• **SOURCE EXTRACT**
______

Common Spark errors and solutions - AnalyticDB - Alibaba Cloud Documentation Center

This topic describes the messages and causes of and solutions to common errors that may occur on AnalyticDB for MySQL Spark jobs. The solutions provided in this topic can help you resolve issues.

Overview

Problem description	Error code	Error message
A Spark job fails to access a Java Database Connectivity (JDBC) data source.	JDBC_SOURCE_TABLE_NAME_DUPLICATE	Both '$jdbcTableName' and '$jdbcQueryString' can not be specified at the same time
	JDBC_NO_SUITABLE_DRIVER	SQLException .* No suitable driver found for
	JDBC_COMMUNICATION_FAILURE	CommunicationsException .* Communications link failure
	JDBC_SSL_ERROR	SSL peer shut down incorrectly
	JDBC_COLUMN_TYPE_PARSER_ERROR	Can't get JDBC type for <DataType>
A Spark job fails due to a surge in data traffic.	EXECUTOR_CONTAINER_OOM	Exit Code: 137
A Spark job fails due to a surge in data traffic.	EXECUTOR_DISK_FULL	No space left on device
A Spark job immediately fails after the job starts.	ENI_NOT_VALID	The VPC of the specified ENI and security group are not in the same VPC
A Spark job immediately fails after the job starts.	DRIVER_FILE_NOTFOUND	java.lang.ClassNotFoundException
A Spark job unexpectedly fails.	BROADCAST_TOO_LARGE	Cannot broadcast the table that is larger than
	BROADCAST_MEM_NOT_ENOUGH	Not enough memory to build and broadcast the table to all
	ADB_DOMAIN_NOT_RESOLVED	unkown host .* ts.adb.com
A Spark job for which an elastic network interface (ENI) is configured fails.	SG_MANADED_BY_CLOUD	The security group has been managed by another cloud product.

______

• **LISTED ENTRIES**

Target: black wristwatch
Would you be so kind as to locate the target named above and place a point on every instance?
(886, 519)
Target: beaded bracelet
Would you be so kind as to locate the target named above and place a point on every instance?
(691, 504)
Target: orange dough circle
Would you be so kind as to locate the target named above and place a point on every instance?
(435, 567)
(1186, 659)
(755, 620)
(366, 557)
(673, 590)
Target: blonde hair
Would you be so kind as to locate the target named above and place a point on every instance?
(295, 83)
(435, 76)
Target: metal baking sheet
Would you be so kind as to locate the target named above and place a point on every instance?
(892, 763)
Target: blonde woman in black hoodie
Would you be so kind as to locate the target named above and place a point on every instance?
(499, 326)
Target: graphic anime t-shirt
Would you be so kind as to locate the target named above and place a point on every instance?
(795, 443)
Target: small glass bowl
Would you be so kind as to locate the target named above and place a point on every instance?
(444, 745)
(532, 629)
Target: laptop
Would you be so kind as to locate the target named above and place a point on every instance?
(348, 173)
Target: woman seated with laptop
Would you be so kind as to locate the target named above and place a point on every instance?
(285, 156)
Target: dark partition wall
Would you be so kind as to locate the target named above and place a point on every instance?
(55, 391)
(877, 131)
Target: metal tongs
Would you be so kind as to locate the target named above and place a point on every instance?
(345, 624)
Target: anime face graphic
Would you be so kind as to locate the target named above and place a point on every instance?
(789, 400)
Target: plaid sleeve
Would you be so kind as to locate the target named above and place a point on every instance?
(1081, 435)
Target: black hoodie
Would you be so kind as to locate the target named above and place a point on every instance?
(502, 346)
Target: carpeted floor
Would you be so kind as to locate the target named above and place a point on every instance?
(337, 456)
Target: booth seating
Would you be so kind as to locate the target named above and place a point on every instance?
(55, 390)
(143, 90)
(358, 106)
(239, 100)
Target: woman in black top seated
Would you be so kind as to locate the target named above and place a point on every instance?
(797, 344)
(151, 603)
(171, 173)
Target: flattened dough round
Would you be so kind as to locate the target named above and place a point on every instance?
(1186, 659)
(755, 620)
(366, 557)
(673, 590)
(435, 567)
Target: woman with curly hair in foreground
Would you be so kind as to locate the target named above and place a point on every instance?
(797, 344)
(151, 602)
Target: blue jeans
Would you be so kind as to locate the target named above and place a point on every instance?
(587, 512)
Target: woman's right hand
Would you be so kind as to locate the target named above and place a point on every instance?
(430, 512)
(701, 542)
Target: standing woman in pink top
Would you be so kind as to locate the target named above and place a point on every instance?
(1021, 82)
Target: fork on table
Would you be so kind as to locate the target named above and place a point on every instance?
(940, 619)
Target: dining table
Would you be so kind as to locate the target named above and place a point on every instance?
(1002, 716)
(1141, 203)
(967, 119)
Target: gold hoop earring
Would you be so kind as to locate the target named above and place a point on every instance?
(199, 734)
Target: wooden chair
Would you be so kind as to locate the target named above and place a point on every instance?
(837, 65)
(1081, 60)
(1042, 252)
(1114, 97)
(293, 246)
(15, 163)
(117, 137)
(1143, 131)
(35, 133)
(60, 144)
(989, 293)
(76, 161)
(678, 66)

______

• **WHAT YOU SHOULD DO**
Summarize the Spark errors topic in two sentences. The material shown here comes from a separate source.

• **THE ANSWER**
The topic covers the messages, causes, and solutions for common errors that may occur in AnalyticDB for MySQL Spark jobs. Its overview table matches problem descriptions to error codes and messages, such as JDBC data source access failures, failures from a surge in data traffic, failures right after a job starts, unexpected failures, and failures of jobs configured with an elastic network interface.